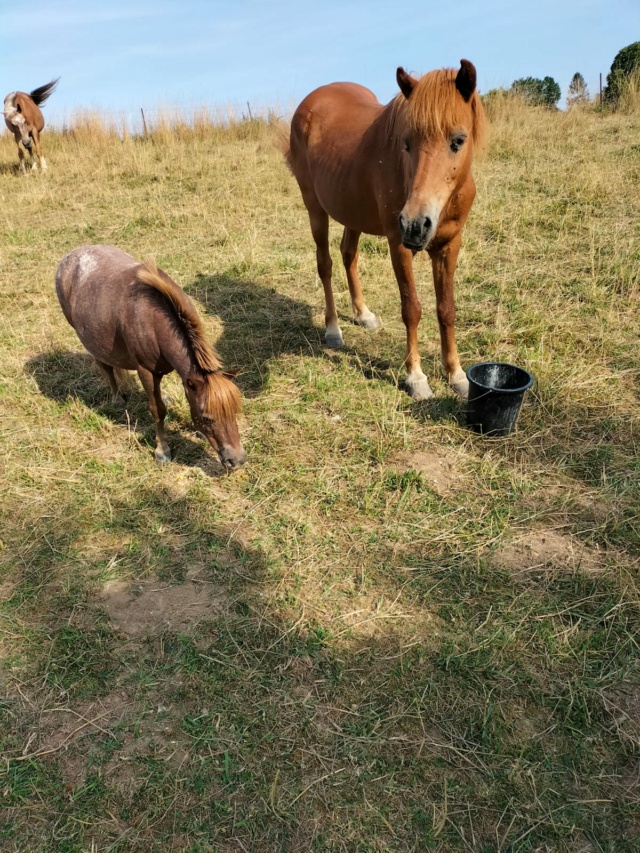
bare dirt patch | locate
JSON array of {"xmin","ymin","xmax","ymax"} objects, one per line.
[
  {"xmin": 492, "ymin": 529, "xmax": 604, "ymax": 575},
  {"xmin": 388, "ymin": 449, "xmax": 469, "ymax": 496},
  {"xmin": 36, "ymin": 688, "xmax": 134, "ymax": 755},
  {"xmin": 100, "ymin": 567, "xmax": 231, "ymax": 637}
]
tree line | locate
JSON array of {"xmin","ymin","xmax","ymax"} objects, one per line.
[{"xmin": 484, "ymin": 40, "xmax": 640, "ymax": 109}]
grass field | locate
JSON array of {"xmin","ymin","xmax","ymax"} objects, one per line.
[{"xmin": 0, "ymin": 96, "xmax": 639, "ymax": 852}]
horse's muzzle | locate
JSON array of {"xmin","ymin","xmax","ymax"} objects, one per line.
[
  {"xmin": 219, "ymin": 445, "xmax": 248, "ymax": 471},
  {"xmin": 399, "ymin": 213, "xmax": 432, "ymax": 251},
  {"xmin": 22, "ymin": 139, "xmax": 32, "ymax": 150}
]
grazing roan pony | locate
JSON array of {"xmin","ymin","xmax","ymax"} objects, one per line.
[
  {"xmin": 287, "ymin": 60, "xmax": 486, "ymax": 400},
  {"xmin": 3, "ymin": 78, "xmax": 59, "ymax": 172},
  {"xmin": 55, "ymin": 245, "xmax": 247, "ymax": 470}
]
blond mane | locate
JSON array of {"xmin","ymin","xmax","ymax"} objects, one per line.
[
  {"xmin": 135, "ymin": 260, "xmax": 241, "ymax": 419},
  {"xmin": 389, "ymin": 67, "xmax": 486, "ymax": 151}
]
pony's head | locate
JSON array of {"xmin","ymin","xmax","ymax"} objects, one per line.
[
  {"xmin": 391, "ymin": 60, "xmax": 486, "ymax": 251},
  {"xmin": 136, "ymin": 260, "xmax": 247, "ymax": 471},
  {"xmin": 183, "ymin": 368, "xmax": 247, "ymax": 471}
]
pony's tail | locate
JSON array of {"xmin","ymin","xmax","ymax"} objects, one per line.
[{"xmin": 29, "ymin": 78, "xmax": 60, "ymax": 106}]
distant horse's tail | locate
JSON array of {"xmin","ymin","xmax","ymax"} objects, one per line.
[{"xmin": 29, "ymin": 78, "xmax": 60, "ymax": 107}]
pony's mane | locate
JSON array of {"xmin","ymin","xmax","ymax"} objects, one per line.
[
  {"xmin": 388, "ymin": 68, "xmax": 486, "ymax": 150},
  {"xmin": 135, "ymin": 260, "xmax": 241, "ymax": 419},
  {"xmin": 28, "ymin": 78, "xmax": 60, "ymax": 107},
  {"xmin": 136, "ymin": 259, "xmax": 221, "ymax": 373}
]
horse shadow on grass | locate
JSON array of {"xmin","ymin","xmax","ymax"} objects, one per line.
[
  {"xmin": 0, "ymin": 162, "xmax": 23, "ymax": 176},
  {"xmin": 186, "ymin": 271, "xmax": 464, "ymax": 425},
  {"xmin": 5, "ymin": 474, "xmax": 638, "ymax": 851},
  {"xmin": 185, "ymin": 272, "xmax": 325, "ymax": 397},
  {"xmin": 25, "ymin": 350, "xmax": 230, "ymax": 476}
]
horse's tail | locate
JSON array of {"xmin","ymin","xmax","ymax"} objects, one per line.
[
  {"xmin": 135, "ymin": 260, "xmax": 222, "ymax": 374},
  {"xmin": 29, "ymin": 78, "xmax": 60, "ymax": 107},
  {"xmin": 274, "ymin": 122, "xmax": 293, "ymax": 173}
]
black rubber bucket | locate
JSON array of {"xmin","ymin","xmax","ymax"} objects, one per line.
[{"xmin": 465, "ymin": 362, "xmax": 534, "ymax": 436}]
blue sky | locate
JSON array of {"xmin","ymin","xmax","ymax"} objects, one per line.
[{"xmin": 2, "ymin": 1, "xmax": 638, "ymax": 125}]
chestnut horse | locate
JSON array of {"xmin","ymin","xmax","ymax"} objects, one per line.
[
  {"xmin": 4, "ymin": 78, "xmax": 59, "ymax": 172},
  {"xmin": 287, "ymin": 60, "xmax": 486, "ymax": 400},
  {"xmin": 55, "ymin": 245, "xmax": 247, "ymax": 470}
]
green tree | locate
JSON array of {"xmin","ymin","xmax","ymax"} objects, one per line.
[
  {"xmin": 566, "ymin": 72, "xmax": 589, "ymax": 108},
  {"xmin": 511, "ymin": 76, "xmax": 561, "ymax": 108},
  {"xmin": 605, "ymin": 41, "xmax": 640, "ymax": 103}
]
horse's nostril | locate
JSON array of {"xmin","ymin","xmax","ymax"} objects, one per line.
[{"xmin": 423, "ymin": 217, "xmax": 432, "ymax": 233}]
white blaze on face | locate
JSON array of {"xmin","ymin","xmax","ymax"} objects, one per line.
[
  {"xmin": 3, "ymin": 94, "xmax": 27, "ymax": 136},
  {"xmin": 3, "ymin": 93, "xmax": 17, "ymax": 119}
]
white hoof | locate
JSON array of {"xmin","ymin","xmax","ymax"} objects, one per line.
[
  {"xmin": 155, "ymin": 450, "xmax": 171, "ymax": 464},
  {"xmin": 405, "ymin": 376, "xmax": 434, "ymax": 400},
  {"xmin": 354, "ymin": 310, "xmax": 380, "ymax": 331},
  {"xmin": 449, "ymin": 369, "xmax": 469, "ymax": 399}
]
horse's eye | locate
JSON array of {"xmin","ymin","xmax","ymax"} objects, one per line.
[
  {"xmin": 403, "ymin": 139, "xmax": 411, "ymax": 153},
  {"xmin": 450, "ymin": 135, "xmax": 466, "ymax": 153}
]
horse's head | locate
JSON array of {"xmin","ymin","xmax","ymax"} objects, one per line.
[
  {"xmin": 183, "ymin": 370, "xmax": 247, "ymax": 470},
  {"xmin": 3, "ymin": 99, "xmax": 31, "ymax": 148},
  {"xmin": 394, "ymin": 60, "xmax": 485, "ymax": 251}
]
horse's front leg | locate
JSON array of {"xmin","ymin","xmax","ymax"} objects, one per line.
[
  {"xmin": 137, "ymin": 367, "xmax": 171, "ymax": 463},
  {"xmin": 31, "ymin": 129, "xmax": 47, "ymax": 171},
  {"xmin": 13, "ymin": 136, "xmax": 27, "ymax": 173},
  {"xmin": 388, "ymin": 239, "xmax": 433, "ymax": 400},
  {"xmin": 429, "ymin": 234, "xmax": 468, "ymax": 398}
]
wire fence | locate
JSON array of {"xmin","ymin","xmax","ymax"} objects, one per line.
[{"xmin": 5, "ymin": 100, "xmax": 296, "ymax": 137}]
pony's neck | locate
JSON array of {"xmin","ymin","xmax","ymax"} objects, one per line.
[{"xmin": 155, "ymin": 309, "xmax": 201, "ymax": 381}]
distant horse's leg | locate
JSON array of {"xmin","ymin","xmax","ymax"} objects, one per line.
[
  {"xmin": 95, "ymin": 360, "xmax": 122, "ymax": 401},
  {"xmin": 11, "ymin": 133, "xmax": 26, "ymax": 173},
  {"xmin": 340, "ymin": 228, "xmax": 379, "ymax": 331},
  {"xmin": 429, "ymin": 235, "xmax": 468, "ymax": 398},
  {"xmin": 137, "ymin": 367, "xmax": 171, "ymax": 463},
  {"xmin": 388, "ymin": 237, "xmax": 433, "ymax": 400},
  {"xmin": 31, "ymin": 129, "xmax": 46, "ymax": 171},
  {"xmin": 17, "ymin": 144, "xmax": 27, "ymax": 173},
  {"xmin": 307, "ymin": 205, "xmax": 343, "ymax": 347}
]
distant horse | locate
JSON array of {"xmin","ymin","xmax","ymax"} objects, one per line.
[
  {"xmin": 55, "ymin": 245, "xmax": 247, "ymax": 470},
  {"xmin": 287, "ymin": 60, "xmax": 486, "ymax": 400},
  {"xmin": 4, "ymin": 78, "xmax": 59, "ymax": 172}
]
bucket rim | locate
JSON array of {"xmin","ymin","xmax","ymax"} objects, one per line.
[{"xmin": 466, "ymin": 361, "xmax": 534, "ymax": 394}]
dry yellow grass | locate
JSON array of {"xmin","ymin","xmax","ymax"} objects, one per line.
[{"xmin": 0, "ymin": 98, "xmax": 639, "ymax": 851}]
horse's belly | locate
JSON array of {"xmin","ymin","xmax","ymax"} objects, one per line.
[
  {"xmin": 73, "ymin": 318, "xmax": 137, "ymax": 371},
  {"xmin": 314, "ymin": 173, "xmax": 386, "ymax": 236}
]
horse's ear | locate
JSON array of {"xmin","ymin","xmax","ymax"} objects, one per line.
[
  {"xmin": 397, "ymin": 67, "xmax": 417, "ymax": 100},
  {"xmin": 456, "ymin": 59, "xmax": 477, "ymax": 102}
]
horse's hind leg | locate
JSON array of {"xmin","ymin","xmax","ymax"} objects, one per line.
[
  {"xmin": 137, "ymin": 367, "xmax": 171, "ymax": 463},
  {"xmin": 340, "ymin": 228, "xmax": 379, "ymax": 331},
  {"xmin": 306, "ymin": 204, "xmax": 343, "ymax": 348},
  {"xmin": 96, "ymin": 360, "xmax": 126, "ymax": 402}
]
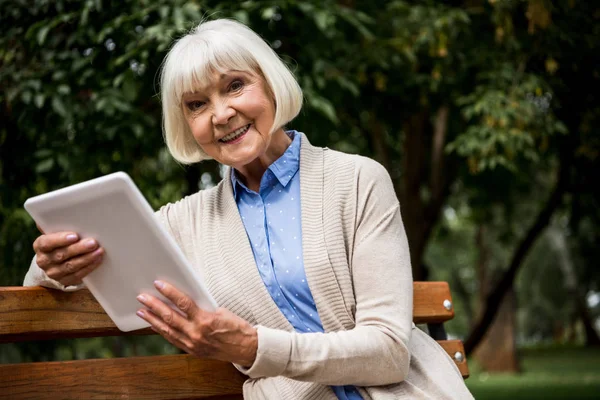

* * * * * * *

Activity:
From the records above, pull out each line that has "pony".

Task output:
grazing roan pony | locate
pony's head | locate
pony's tail | locate
pony's mane | locate
pony's neck | locate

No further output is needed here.